Reproduce the lines below from the one that contains "Could you point out the smiling" through the end, inclusive, and add nothing.
:: Entries shown
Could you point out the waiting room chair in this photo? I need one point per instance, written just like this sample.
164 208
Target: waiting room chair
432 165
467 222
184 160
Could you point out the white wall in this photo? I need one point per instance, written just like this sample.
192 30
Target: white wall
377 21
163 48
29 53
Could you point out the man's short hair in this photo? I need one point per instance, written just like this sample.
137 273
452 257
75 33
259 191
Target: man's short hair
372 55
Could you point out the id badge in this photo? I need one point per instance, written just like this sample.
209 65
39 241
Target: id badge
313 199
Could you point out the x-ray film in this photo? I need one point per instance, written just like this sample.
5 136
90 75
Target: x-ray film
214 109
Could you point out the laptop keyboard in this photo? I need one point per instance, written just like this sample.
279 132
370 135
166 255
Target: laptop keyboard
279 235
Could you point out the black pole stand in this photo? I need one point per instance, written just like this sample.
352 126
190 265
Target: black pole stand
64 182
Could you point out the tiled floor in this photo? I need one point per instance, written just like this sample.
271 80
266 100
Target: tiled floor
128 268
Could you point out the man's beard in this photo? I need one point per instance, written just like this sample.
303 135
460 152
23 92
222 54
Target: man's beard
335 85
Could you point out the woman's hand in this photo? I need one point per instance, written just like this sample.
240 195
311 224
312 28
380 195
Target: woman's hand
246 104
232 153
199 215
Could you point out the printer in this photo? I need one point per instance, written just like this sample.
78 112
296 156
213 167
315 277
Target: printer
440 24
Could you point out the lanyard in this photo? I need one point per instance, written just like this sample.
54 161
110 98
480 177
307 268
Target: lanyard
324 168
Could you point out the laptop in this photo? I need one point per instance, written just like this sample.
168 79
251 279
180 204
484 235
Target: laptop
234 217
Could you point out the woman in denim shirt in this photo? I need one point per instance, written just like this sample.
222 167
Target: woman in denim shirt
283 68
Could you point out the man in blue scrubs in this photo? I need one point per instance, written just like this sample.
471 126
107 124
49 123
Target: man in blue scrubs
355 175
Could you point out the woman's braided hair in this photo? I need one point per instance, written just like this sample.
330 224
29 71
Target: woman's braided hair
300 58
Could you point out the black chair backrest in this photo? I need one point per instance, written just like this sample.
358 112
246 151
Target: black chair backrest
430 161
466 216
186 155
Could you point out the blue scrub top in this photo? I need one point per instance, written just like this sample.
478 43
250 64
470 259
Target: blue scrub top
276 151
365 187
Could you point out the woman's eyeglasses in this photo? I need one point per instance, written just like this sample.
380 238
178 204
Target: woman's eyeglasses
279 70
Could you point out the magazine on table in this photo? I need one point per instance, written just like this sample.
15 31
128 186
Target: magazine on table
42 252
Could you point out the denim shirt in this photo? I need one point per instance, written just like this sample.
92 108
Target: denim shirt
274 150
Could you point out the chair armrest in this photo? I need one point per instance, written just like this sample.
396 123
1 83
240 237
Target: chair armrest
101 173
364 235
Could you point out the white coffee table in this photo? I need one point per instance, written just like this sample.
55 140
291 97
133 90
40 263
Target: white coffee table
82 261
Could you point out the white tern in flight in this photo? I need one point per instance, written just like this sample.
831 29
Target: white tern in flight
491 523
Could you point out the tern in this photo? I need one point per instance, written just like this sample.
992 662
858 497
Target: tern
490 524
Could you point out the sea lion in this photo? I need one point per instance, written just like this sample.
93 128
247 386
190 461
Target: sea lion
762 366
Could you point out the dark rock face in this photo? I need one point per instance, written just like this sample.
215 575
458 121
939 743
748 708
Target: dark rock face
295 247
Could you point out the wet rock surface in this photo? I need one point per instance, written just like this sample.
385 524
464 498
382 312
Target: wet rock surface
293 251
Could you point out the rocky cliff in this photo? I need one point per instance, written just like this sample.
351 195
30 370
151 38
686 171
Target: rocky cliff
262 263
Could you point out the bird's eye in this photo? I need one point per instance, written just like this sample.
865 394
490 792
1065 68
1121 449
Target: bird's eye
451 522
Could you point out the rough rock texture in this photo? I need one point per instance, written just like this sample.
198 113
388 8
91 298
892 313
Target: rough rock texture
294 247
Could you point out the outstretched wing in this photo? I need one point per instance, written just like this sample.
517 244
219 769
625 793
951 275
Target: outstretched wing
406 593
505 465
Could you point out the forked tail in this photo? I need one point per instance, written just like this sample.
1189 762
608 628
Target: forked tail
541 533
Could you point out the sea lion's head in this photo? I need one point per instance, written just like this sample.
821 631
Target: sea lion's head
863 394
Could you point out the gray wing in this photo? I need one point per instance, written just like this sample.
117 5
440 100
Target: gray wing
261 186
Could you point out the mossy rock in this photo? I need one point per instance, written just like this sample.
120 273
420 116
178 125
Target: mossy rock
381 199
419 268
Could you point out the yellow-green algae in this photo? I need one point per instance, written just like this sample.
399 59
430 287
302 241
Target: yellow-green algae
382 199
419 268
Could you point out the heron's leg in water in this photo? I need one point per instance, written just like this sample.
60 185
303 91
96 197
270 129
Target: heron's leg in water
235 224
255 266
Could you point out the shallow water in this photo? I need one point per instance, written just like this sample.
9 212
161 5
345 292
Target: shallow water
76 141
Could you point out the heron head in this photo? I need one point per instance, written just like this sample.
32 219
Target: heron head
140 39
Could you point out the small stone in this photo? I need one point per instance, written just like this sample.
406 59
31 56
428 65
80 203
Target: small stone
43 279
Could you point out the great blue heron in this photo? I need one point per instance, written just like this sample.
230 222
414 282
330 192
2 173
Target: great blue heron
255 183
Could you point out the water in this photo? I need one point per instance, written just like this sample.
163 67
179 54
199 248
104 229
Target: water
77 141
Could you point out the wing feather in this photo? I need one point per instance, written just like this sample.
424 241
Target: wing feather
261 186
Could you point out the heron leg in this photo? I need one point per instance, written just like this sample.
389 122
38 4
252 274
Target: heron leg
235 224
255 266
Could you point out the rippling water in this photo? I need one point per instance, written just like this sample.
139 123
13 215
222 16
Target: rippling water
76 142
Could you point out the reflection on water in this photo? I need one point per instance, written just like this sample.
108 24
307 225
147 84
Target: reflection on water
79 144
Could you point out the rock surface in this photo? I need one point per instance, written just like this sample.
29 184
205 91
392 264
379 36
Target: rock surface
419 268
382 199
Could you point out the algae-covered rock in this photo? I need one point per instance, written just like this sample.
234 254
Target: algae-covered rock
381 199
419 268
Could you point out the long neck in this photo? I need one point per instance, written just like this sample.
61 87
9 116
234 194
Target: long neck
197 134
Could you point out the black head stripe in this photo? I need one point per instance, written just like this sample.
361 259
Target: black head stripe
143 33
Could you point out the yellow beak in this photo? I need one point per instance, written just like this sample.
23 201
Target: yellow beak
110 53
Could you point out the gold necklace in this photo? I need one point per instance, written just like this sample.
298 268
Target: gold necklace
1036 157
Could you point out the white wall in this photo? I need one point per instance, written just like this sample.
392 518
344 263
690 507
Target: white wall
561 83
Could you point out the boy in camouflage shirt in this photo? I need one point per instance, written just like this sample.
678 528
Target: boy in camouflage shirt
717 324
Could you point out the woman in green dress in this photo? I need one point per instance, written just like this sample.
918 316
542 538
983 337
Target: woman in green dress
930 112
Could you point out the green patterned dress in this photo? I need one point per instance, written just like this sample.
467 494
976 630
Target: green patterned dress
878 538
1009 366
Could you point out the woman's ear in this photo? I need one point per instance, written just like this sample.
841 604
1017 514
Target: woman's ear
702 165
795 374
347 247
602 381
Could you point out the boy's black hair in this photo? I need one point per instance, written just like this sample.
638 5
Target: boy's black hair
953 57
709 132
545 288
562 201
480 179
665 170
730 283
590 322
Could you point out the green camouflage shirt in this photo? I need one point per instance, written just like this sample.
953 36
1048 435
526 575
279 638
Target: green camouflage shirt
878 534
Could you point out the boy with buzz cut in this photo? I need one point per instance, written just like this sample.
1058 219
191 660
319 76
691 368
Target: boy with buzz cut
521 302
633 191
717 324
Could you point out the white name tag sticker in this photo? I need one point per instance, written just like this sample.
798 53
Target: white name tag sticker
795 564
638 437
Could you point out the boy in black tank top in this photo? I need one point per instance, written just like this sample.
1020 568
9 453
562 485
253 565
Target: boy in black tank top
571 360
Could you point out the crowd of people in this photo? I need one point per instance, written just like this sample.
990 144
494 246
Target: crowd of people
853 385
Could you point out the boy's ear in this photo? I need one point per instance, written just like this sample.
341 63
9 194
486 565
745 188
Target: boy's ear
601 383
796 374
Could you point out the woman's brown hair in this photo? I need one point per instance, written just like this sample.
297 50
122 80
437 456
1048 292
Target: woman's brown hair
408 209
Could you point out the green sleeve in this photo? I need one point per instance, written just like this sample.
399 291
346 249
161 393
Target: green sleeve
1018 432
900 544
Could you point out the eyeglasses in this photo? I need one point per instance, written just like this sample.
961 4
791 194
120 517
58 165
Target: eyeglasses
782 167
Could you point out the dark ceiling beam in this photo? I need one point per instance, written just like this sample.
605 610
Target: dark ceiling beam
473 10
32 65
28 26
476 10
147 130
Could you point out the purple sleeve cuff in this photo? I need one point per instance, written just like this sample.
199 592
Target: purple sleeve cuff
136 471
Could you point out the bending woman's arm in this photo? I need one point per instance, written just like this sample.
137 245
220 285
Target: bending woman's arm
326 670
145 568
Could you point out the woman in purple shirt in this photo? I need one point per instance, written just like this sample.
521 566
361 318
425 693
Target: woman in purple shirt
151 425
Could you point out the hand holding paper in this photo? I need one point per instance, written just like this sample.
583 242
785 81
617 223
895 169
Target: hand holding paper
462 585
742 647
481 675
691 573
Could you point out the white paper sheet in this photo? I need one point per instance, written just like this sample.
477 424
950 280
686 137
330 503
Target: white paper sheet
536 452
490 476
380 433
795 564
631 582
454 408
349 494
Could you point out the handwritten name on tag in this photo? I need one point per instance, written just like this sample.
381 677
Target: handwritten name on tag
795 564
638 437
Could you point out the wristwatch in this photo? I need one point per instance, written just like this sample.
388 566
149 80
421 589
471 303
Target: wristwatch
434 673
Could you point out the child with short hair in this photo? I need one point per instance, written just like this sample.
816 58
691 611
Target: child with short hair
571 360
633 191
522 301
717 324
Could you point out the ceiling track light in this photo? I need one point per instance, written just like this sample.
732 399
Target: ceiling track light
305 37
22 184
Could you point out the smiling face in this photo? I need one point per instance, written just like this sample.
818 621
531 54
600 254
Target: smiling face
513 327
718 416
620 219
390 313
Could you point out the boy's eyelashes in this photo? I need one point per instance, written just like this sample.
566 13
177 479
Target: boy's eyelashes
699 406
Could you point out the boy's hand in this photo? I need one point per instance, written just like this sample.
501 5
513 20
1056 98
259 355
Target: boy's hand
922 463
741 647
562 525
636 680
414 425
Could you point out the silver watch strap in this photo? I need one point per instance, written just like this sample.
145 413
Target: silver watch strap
::::
• _Solution to this task_
Could you point out the smiling face in this photo? I need one point per instance, written just like this sample.
818 621
531 54
600 254
Target: smiling face
513 327
718 416
620 219
390 313
Could you point out the boy's eyelashes in this photo? I need one point per instance, written just like this sample.
566 13
177 479
Target: boy's eyelashes
699 406
Could you point out the boy's hand in this photo? I need one point per instance, written just like this sample.
501 5
513 20
1056 98
259 355
Target: boy's hand
922 463
741 647
562 525
636 680
414 425
Could you point out the silver watch strap in this photo? I need one point per instance, written just like this sample.
145 413
Target: silver watch strap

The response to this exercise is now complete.